START STORED DATA

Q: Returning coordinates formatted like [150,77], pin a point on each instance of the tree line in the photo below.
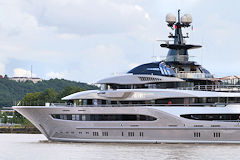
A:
[11,92]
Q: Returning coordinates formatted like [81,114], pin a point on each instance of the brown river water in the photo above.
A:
[36,147]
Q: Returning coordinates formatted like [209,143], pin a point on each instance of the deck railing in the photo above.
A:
[218,88]
[144,105]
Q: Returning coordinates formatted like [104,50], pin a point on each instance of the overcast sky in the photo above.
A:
[86,40]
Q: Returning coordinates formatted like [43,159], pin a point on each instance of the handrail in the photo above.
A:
[213,88]
[154,105]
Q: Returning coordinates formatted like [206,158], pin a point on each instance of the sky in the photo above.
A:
[87,40]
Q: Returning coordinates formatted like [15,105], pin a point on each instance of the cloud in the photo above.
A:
[20,72]
[59,75]
[87,18]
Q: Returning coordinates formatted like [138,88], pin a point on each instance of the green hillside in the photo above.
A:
[11,91]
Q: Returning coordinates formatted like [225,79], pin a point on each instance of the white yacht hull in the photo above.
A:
[168,128]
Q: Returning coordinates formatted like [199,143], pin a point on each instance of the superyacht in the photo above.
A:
[171,101]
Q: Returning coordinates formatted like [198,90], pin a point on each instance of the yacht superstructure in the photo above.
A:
[153,103]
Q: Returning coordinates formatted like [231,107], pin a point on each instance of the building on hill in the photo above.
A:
[231,80]
[24,79]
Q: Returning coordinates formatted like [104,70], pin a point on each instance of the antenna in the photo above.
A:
[31,71]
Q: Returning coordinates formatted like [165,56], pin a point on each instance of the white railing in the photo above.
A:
[223,88]
[193,75]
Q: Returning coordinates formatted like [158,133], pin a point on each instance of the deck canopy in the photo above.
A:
[138,79]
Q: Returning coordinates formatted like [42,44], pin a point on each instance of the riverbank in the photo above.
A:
[26,130]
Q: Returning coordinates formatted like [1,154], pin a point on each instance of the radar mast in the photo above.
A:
[178,51]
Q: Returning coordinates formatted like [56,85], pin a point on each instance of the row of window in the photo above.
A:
[175,101]
[130,134]
[213,117]
[215,134]
[103,117]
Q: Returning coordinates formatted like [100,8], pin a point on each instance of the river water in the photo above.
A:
[36,147]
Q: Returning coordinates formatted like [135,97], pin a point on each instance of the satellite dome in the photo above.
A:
[184,20]
[170,19]
[189,18]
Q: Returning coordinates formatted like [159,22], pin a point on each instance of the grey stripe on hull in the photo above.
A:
[140,141]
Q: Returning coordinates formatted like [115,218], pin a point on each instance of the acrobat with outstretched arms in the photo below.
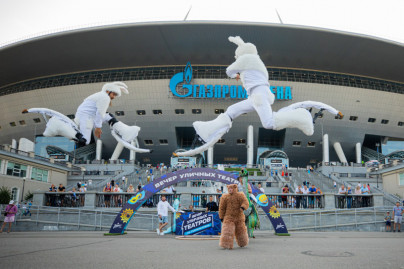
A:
[90,115]
[254,76]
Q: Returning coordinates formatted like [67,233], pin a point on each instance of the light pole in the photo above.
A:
[23,185]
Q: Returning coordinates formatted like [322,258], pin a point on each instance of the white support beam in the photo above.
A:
[340,152]
[98,151]
[358,149]
[250,145]
[326,149]
[117,152]
[210,156]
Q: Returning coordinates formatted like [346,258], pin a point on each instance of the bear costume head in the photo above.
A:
[233,188]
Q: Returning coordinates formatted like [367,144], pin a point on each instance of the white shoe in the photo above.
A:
[128,133]
[297,118]
[56,127]
[208,129]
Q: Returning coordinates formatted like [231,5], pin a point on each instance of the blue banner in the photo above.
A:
[200,223]
[130,208]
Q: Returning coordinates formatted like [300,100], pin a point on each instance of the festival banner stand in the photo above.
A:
[129,209]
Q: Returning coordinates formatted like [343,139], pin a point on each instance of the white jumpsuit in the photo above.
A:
[92,113]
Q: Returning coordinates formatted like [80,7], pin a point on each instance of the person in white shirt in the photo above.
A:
[162,211]
[261,188]
[253,74]
[298,198]
[93,111]
[305,190]
[341,200]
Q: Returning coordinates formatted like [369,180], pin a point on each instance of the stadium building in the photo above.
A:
[361,76]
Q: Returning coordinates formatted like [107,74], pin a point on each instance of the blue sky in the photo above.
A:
[22,19]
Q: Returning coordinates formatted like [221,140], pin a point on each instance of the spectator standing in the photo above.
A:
[107,197]
[117,197]
[341,199]
[284,197]
[349,197]
[261,188]
[130,189]
[74,196]
[61,189]
[305,191]
[10,212]
[298,197]
[318,198]
[211,206]
[387,219]
[162,211]
[365,200]
[312,190]
[397,216]
[53,197]
[358,200]
[204,200]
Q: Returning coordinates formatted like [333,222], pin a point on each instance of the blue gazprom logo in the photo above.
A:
[216,91]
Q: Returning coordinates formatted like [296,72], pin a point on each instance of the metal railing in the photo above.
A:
[297,201]
[353,200]
[65,199]
[37,157]
[53,217]
[105,199]
[200,200]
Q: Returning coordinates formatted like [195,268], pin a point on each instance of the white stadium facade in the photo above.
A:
[359,75]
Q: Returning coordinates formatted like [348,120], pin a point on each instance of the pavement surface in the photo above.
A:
[147,250]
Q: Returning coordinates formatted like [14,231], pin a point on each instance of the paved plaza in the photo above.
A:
[147,250]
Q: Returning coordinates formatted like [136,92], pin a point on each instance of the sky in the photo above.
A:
[24,19]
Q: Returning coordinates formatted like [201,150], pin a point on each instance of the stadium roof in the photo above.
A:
[176,43]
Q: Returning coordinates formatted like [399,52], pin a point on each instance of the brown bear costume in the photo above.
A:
[231,212]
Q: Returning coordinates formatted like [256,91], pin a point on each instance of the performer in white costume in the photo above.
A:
[91,113]
[254,76]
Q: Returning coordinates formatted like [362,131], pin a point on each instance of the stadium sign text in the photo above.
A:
[216,91]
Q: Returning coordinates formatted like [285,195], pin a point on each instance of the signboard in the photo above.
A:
[138,199]
[200,223]
[216,91]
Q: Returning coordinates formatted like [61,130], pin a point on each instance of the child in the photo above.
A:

END STORED DATA

Switch "pin a point" to "place a dot" throughout the records above and reproduce them with no other change. Leave the pictures out of the reproduced text.

_WRITTEN RESPONSE_:
Q: Returning coordinates formatted like [150,77], place a dot on each instance of the tree line in the photo below.
A:
[11,92]
Q: Returning coordinates formatted like [81,114], place a dot on each instance of the brown river water in the photo above.
A:
[36,147]
Q: Returning coordinates formatted like [209,143], place a dot on each instance of the deck railing in the photo above.
A:
[218,88]
[144,105]
Q: Returning coordinates formatted like [104,50], place a dot on each instance of the overcast sky in the photo above.
A:
[86,40]
Q: Returning coordinates formatted like [43,159], place a dot on each instance of the handrail in the photo above.
A:
[213,88]
[154,105]
Q: Returning coordinates formatted like [206,158], place a dot on each instance of the sky in the photo above.
A:
[87,40]
Q: Returning coordinates formatted like [15,105], place a dot on each instance of the cloud in the photo above.
A:
[20,72]
[59,75]
[87,18]
Q: Returning coordinates formatted like [138,88], place a dot on each instance of the green hillside in the photo above.
A:
[11,91]
Q: Returning coordinates formatted like [225,79], place a dot on each instance of the white yacht hull in the photo above.
A:
[168,128]
Q: Returning coordinates formatted like [199,143], place a dot on each instance of the superyacht in the photo above.
A:
[171,101]
Q: Returning coordinates formatted like [198,90], place a dot on each instance of the yacht superstructure in the photo above.
A:
[153,103]
Q: Returning coordinates formatted like [231,107], place a dot on each instance of the building on hill in the photo above.
A:
[231,80]
[24,79]
Q: Returning coordinates formatted like [104,70], place a dot on each instance of the antenna in the photo above.
A:
[31,71]
Q: Returning coordinates formatted like [165,56], place a dot on each instance of the white railing in the photo above.
A:
[223,88]
[193,75]
Q: Returning coordinates formatted like [158,133], place a dot on each instance of the deck canopy in the photo above.
A:
[138,79]
Q: Returning coordinates formatted like [42,44], place a dot on each instance of the riverbank in the photo above.
A:
[26,130]
Q: Returning coordinates formatted like [1,154], place a dot on each instance of the radar mast in the photo above.
A:
[178,51]
Q: Returning coordinates formatted like [56,85], place a dot on each instance of the row of window in the photo above.
A:
[175,101]
[130,134]
[213,117]
[215,134]
[103,117]
Q: Returning coordinates formatted like [100,8], place a dot on each instance of the river water in the photo above.
A:
[36,147]
Q: Returning coordinates formatted like [135,97], place a dot on each instance of the satellite dome in the photo above.
A:
[184,20]
[170,19]
[189,18]
Q: Returning coordinates formatted like [159,22], place a dot on each instance of the grey stripe on hull in the photo above.
A:
[140,141]
Q: Returning coordinates formatted like [115,218], place a dot on each instance of the acrobat with outstretched arms in the photo below.
A:
[90,115]
[254,76]
Q: Returning coordinates formatted like [67,233], place a dot on each instance of the light pole in the photo above.
A:
[23,185]
Q: Returning coordinates formatted like [322,258], place a dot on each instance of the white support beam in the photo above.
A:
[340,152]
[98,151]
[358,149]
[250,145]
[326,149]
[117,152]
[210,156]
Q: Returning coordinates formatted like [346,258], place a dot on each instance of the bear costume head in the photo above.
A:
[233,188]
Q: Returning coordinates formatted like [367,144], place a dot on each instance of the white shoe in the photo above.
A:
[128,133]
[297,118]
[56,127]
[208,129]
Q: Returning coordinates formatted like [231,5], place a dot on each instance of the blue banner in the photo above.
A:
[200,223]
[130,208]
Q: Returning coordinates formatted like [300,100], place a dot on each instance of the festival banner stand in the photo above.
A:
[129,209]
Q: Returning coordinates formatted like [343,139], place a dot on each instance of the white jumpsuit in the photo above.
A:
[92,113]
Q: Returning coordinates formatted like [80,7], place a dot on each instance of the person in white shirt in the photo above.
A:
[162,211]
[261,188]
[253,74]
[298,198]
[93,111]
[305,190]
[341,200]
Q: Returning coordinates formatted like [369,180], place a dot on each instance of the stadium building in the photo above.
A:
[361,76]
Q: Returning coordinates formatted like [107,74], place a dot on each instance of the blue sky in the photo above.
A:
[22,19]
Q: Returning coordinates formatted like [221,140], place a dot on each instance of the spectator standing in the photo above.
A:
[107,197]
[117,197]
[341,199]
[284,197]
[349,197]
[261,188]
[130,189]
[74,196]
[61,189]
[305,191]
[10,212]
[298,197]
[318,198]
[211,206]
[387,219]
[162,211]
[365,200]
[312,190]
[397,216]
[53,197]
[358,200]
[204,200]
Q: Returning coordinates formatted like [333,222], place a dot on each instance of the blue gazprom logo in the photo above.
A:
[216,91]
Q: Returning coordinates formatted like [296,72], place a dot on each instance of the metal railing in the photo above.
A:
[297,201]
[353,200]
[65,199]
[37,157]
[53,217]
[105,199]
[200,200]
Q: Returning coordinates formatted like [195,268], place a dot on each instance of the white stadium facade in the photo above.
A:
[359,75]
Q: Returning coordinates formatted like [348,120], place a dot on each instance of the pavement surface in the photo above.
A:
[147,250]
Q: Returning coordinates formatted like [14,231], place a dot on each instance of the paved plaza in the photo above.
A:
[147,250]
Q: Returning coordinates formatted like [136,92], place a dot on each instance of the sky in the photo above.
A:
[24,19]
Q: Returning coordinates formatted like [201,150], place a dot on each instance of the stadium roof in the photo above.
A:
[176,43]
Q: Returning coordinates formatted like [399,52], place a dot on each instance of the brown bear costume in the photo above.
A:
[231,212]
Q: Returning coordinates formatted like [256,91], place a dot on each instance of the performer in white costume in the photo above.
A:
[91,113]
[254,76]
Q: Returning coordinates formatted like [362,131], place a dot on each instance of the stadium sign text in the photo above.
A:
[216,91]
Q: Returning coordinates formatted like [285,195], place a dot on each instance of the signboard in the photo above.
A:
[138,199]
[200,223]
[216,91]
Q: Returning coordinates formatted like [61,130], place a dot on each instance of the child in the photo above.
A:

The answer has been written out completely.